--- TO DO ---
Provide again, from the entries below, every line from the one containing "667L1250 671L1258 679L1275" through the one containing "positive clicks: (1782, 872) (1779, 1092)", exactly as written, and no other line.

__________

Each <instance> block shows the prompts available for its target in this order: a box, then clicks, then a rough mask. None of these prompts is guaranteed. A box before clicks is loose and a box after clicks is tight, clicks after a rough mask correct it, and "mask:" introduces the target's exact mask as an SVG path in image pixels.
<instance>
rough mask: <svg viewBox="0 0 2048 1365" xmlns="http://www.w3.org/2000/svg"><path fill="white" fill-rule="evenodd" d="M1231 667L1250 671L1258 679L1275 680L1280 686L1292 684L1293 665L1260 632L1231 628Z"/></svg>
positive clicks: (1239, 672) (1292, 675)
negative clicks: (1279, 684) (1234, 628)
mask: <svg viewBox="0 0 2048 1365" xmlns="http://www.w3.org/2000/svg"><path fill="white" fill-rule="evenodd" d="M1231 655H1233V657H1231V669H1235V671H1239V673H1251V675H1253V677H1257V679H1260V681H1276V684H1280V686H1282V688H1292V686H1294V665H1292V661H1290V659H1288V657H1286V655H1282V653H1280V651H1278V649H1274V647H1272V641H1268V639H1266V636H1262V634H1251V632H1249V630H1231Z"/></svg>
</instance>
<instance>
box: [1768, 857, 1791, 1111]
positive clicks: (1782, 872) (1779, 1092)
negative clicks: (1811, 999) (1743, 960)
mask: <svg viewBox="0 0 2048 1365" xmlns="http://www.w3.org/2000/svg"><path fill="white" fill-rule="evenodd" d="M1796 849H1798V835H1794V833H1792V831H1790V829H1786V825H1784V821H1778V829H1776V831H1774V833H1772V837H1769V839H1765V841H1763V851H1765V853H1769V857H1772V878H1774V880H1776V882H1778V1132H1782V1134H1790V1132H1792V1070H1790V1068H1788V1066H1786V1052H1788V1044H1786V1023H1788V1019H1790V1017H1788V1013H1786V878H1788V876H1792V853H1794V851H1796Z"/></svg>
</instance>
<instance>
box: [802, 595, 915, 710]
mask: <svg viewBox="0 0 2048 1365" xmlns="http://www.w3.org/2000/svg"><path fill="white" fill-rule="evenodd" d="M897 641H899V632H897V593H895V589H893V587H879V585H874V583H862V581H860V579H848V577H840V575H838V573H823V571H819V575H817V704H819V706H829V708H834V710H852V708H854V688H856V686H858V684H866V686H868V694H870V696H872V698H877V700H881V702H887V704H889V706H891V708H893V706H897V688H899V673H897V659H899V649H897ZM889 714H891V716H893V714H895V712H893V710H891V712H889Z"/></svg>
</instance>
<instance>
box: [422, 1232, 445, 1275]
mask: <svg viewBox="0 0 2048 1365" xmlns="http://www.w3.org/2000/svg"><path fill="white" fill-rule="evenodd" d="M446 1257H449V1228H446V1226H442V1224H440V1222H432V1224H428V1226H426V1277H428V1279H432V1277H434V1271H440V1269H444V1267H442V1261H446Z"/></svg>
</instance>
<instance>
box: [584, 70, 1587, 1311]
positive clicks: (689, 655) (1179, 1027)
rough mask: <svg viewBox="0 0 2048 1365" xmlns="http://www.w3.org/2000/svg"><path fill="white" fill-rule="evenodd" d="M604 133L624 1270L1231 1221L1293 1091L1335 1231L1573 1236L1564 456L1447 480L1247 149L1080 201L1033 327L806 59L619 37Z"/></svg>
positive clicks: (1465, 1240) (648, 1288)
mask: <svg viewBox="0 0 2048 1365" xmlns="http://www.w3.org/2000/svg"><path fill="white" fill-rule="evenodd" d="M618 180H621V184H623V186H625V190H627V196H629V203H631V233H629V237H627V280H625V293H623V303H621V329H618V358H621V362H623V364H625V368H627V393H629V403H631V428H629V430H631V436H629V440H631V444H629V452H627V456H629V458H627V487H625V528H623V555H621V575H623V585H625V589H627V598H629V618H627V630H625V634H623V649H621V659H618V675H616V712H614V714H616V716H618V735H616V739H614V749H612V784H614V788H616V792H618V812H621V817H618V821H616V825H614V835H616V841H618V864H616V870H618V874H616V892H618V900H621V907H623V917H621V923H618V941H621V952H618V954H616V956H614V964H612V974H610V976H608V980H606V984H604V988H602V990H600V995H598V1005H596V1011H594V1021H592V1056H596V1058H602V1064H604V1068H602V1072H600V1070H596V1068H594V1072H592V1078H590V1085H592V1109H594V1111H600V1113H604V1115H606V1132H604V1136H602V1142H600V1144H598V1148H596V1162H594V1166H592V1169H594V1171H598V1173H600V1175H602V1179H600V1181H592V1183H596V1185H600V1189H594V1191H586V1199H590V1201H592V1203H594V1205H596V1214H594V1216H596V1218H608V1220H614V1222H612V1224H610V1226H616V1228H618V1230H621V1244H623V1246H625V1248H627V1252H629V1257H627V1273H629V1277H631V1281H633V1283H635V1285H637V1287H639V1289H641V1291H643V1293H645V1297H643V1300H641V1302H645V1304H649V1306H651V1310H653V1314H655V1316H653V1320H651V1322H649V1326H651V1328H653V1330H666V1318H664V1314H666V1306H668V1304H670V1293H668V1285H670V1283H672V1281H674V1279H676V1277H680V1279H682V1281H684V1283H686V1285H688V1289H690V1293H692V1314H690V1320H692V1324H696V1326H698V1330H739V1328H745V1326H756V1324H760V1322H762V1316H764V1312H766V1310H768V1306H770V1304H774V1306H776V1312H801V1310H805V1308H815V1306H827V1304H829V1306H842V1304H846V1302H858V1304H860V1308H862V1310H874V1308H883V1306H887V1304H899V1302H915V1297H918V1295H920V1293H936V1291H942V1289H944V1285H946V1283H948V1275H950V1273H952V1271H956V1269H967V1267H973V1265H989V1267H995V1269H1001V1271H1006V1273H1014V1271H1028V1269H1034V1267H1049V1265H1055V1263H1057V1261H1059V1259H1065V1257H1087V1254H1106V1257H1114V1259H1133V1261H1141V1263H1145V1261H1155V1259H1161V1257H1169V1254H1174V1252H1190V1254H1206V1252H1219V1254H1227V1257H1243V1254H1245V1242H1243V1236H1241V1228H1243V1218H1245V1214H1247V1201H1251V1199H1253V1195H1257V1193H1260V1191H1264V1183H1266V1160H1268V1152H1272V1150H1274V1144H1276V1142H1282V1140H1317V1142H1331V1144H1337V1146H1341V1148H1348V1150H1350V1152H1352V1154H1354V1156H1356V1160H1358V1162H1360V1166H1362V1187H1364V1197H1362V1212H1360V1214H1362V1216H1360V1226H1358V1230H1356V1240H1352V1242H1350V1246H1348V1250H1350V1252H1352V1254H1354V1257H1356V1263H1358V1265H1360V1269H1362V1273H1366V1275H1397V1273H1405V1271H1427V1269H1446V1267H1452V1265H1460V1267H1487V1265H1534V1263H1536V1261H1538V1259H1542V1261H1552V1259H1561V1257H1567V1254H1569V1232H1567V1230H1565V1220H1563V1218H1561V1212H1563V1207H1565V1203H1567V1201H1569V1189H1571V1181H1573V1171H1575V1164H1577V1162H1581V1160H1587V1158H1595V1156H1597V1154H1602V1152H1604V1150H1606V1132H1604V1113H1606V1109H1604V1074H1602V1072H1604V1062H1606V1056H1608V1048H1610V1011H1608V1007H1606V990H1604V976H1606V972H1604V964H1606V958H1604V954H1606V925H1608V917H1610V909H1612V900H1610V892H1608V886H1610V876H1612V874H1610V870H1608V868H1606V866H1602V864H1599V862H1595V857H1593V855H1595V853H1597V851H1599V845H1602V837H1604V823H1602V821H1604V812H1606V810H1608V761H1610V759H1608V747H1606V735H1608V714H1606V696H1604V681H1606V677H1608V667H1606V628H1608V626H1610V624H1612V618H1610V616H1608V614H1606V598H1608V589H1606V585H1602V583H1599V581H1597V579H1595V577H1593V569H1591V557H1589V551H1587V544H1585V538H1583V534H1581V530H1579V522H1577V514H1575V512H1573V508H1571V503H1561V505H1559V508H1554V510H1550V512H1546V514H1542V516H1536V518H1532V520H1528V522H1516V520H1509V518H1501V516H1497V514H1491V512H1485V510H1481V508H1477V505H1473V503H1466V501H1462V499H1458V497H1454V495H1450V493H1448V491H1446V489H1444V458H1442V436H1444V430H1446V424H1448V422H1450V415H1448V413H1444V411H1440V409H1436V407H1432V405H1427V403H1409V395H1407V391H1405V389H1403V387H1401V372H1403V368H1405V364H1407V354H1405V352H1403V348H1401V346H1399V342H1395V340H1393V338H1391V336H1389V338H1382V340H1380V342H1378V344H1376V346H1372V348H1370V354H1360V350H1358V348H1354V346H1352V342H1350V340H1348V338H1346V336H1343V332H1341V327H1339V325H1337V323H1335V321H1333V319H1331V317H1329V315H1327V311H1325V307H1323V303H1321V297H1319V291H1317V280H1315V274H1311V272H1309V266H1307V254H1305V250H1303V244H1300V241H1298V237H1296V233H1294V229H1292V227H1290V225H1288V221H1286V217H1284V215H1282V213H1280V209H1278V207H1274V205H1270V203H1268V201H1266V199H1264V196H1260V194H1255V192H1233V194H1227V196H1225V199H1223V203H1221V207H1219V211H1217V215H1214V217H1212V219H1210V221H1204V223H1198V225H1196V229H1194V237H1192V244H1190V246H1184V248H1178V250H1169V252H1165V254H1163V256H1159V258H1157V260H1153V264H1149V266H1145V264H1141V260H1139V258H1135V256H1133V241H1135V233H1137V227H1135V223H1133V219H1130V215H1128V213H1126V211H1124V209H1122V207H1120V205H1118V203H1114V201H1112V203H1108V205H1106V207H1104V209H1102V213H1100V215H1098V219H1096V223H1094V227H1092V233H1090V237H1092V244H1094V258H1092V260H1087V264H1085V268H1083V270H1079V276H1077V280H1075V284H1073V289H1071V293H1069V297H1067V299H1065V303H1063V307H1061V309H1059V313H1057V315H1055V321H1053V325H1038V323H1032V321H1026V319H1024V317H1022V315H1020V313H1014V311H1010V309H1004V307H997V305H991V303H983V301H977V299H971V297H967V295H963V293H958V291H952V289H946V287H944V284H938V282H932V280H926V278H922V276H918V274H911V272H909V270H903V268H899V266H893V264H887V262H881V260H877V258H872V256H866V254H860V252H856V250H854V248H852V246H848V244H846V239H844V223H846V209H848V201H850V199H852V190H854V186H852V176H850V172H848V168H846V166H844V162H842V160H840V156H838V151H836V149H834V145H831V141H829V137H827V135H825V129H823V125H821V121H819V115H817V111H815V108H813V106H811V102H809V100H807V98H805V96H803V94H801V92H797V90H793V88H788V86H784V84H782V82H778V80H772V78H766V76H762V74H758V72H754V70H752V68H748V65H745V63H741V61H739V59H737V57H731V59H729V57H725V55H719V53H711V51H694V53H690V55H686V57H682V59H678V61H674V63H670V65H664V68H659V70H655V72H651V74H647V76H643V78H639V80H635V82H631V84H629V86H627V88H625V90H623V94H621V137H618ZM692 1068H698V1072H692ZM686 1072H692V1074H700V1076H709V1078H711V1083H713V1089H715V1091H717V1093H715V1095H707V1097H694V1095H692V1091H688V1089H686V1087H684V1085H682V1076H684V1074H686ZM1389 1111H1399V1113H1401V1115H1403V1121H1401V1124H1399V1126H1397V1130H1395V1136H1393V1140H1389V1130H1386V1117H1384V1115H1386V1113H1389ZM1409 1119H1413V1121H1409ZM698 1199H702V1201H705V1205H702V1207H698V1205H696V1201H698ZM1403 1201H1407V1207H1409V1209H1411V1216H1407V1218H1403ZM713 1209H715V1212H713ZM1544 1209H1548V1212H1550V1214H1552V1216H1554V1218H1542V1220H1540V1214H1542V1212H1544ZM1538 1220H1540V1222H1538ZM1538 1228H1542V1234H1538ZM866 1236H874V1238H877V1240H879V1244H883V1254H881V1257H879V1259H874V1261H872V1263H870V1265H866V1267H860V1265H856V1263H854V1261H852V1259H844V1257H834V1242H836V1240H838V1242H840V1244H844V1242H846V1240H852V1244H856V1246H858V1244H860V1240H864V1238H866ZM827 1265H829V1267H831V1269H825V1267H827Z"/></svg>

__________

--- RESPONSE ---
rough mask: <svg viewBox="0 0 2048 1365" xmlns="http://www.w3.org/2000/svg"><path fill="white" fill-rule="evenodd" d="M1231 667L1250 671L1258 679L1275 680L1280 686L1292 684L1293 665L1260 632L1231 628Z"/></svg>
positive clicks: (1239, 672) (1292, 675)
negative clicks: (1279, 684) (1234, 628)
mask: <svg viewBox="0 0 2048 1365" xmlns="http://www.w3.org/2000/svg"><path fill="white" fill-rule="evenodd" d="M1231 655H1233V657H1231V669H1235V671H1239V673H1251V675H1253V677H1257V679H1260V681H1276V684H1280V686H1282V688H1292V686H1294V665H1292V661H1290V659H1288V657H1286V655H1282V653H1280V651H1278V649H1274V647H1272V641H1268V639H1266V636H1262V634H1251V632H1249V630H1231Z"/></svg>
</instance>
<instance>
box: [1768, 857, 1791, 1111]
positive clicks: (1782, 872) (1779, 1092)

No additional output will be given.